Cold War nuclear cleanup managed by the Energy Department’s Office of Environmental Management (EM) is responsible for more than half of the federal government’s total environmental liability of $447 billion, the Government Accountability Office (GAO) said this week.
The cost of the remaining cleanup work across DOE’s nuclear complex was estimated at $257 billion as of fiscal 2016, up more than $90 million since fiscal 2011, according to the GAO’s 2017 High Risk Report.
The Hanford Site in Washington state and the Savannah River Site in South Carolina account for 50 percent of EM’s environmental liability as of the last budget year, GAO said. The two sites house a combined 80 million or so gallons of liquid radioactive and chemical waste, and Hanford is home to a major cleanup project of former plutonium production operations.
On top of all this, GAO said, the latest cost estimate for DOE’s legacy nuclear liabilities does not include billions of dollars in expected expenses for building a permanent repository for high-level waste, and for cleaning up the Nevada National Security Site: an above-ground nuclear test site in the Cold War years.

Stored records:

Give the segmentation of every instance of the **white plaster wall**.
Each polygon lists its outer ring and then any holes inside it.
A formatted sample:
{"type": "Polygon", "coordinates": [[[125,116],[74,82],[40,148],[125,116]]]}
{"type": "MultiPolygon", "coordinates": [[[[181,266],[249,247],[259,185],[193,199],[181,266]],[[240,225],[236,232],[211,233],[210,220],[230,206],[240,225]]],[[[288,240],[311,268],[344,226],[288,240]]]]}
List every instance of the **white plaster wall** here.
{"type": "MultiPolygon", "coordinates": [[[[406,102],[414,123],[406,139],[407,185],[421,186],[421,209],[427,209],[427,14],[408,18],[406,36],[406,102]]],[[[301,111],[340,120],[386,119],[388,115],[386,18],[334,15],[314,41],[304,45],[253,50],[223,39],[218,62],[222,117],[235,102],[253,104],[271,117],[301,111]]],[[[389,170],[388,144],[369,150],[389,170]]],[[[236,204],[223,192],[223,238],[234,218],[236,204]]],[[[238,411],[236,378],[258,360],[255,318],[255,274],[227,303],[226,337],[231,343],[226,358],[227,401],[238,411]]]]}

• ACTION ITEM: Translate this sentence from the nuclear cleanup text into Spanish: "The Hanford Site in Washington state and the Savannah River Site in South Carolina account for 50 percent of EM’s environmental liability as of the last budget year, GAO said."

• OUTPUT FOR THIS EXERCISE: El Hanford Site, en el estado de Washington, y el Savannah River Site, en Carolina del Sur, representan el 50 por ciento del pasivo ambiental de EM al cierre del último año presupuestario, dijo la GAO.